• **CONSIGNE A**:
Recopiez sans rien changer le passage du texte fourni qui s'ouvre sur les mots « Même la mort » et se referme sur « prison de Ramleh. ».
- - - - - - -
Leurs promesses se sont rapidement traduites en actes sous la direction du Premier ministre, Benjamin Netanyahou. M. Ben-Gvir était désireux d’envoyer le message à ses électeurs que la prise de la mosquée Al-Aqsa par Israël était devenue imminente. Il a ordonné à plusieurs reprises des attaques contre Al-Aqsa, à une fréquence sans précédent. La plus violente et la plus humiliante de ces attaques a eu lieu le 4 avril, lorsque des fidèles ont été battus par des soldats alors qu'ils priaient à l'intérieur de la mosquée pendant le mois sacré du ramadan.

Les groupes de résistance à Gaza ont menacé de riposter. En réalité, plusieurs roquettes ont été tirées depuis la bande de Gaza vers Israël, rappelant symboliquement que les Palestiniens étaient unis, quel que soit l’endroit où ils se trouvent sur la carte géographique de la Palestine historique.

Israël, cependant, a ignoré le message et a préféré utiliser les menaces palestiniennes de représailles, ainsi que des attaques occasionnelles de loups solitaires – comme celle de Muhannad al-Mazaraa dans la colonie illégale de Ma'ale Adumim – comme capital politique pour raviver la ferveur de la société israélienne.

Même la mort du prisonnier politique palestinien Khader Adnan, le 2 mai, n’a pas semblé faire évoluer la position du Hamas. Certains ont même laissé entendre qu’il y avait une rupture entre le Hamas et le Djihad islamique palestinien après la mort d’Adnan, à la suite de sa grève de la faim dans la prison de Ramleh.
- - - - - - -
• **CONSIGNE B**:
Repérez dans la liste toutes les lignes où figure le mot « surface » et recopiez-les, en tenant compte des majuscules et des minuscules.
- - - - - - -
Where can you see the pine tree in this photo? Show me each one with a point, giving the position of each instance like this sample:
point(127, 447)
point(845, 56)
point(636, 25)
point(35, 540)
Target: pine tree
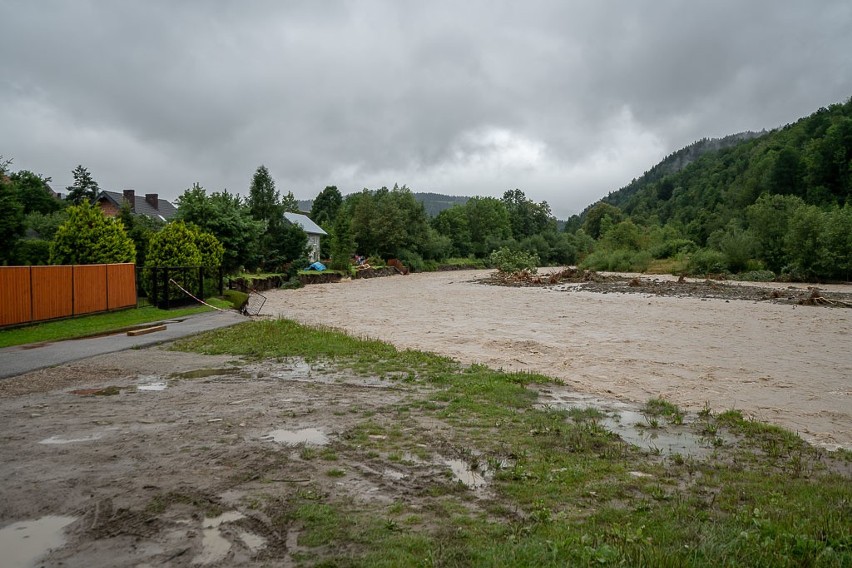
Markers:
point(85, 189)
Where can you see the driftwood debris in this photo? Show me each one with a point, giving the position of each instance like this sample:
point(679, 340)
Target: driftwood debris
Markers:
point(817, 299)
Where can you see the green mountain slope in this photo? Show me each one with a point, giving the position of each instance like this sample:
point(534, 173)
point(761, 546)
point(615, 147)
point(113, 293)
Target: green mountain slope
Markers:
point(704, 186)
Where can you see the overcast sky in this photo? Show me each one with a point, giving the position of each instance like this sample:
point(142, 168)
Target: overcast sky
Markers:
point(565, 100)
- - - - - - -
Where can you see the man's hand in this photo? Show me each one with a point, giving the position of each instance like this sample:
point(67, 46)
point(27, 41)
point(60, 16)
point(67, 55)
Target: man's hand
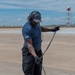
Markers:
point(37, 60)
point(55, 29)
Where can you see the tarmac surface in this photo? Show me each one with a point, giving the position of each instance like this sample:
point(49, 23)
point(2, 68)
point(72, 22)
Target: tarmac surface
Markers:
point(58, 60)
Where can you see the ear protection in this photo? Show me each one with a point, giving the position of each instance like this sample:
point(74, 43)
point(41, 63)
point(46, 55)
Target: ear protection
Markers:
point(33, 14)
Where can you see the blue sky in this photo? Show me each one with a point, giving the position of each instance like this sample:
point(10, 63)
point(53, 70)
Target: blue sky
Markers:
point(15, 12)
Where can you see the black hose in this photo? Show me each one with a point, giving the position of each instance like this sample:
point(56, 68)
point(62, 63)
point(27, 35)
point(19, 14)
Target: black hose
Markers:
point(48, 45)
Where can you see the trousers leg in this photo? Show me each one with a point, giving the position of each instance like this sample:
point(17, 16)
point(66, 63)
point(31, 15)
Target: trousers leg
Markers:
- - - - - - -
• **CORRIGÉ A**:
Même la mort du prisonnier politique palestinien Khader Adnan, le 2 mai, n’a pas semblé faire évoluer la position du Hamas. Certains ont même laissé entendre qu’il y avait une rupture entre le Hamas et le Djihad islamique palestinien après la mort d’Adnan, à la suite de sa grève de la faim dans la prison de Ramleh.

• **CORRIGÉ B**:
Where can you see the tarmac surface in this photo? Show me each one with a point, giving the position of each instance like this sample:
Target: tarmac surface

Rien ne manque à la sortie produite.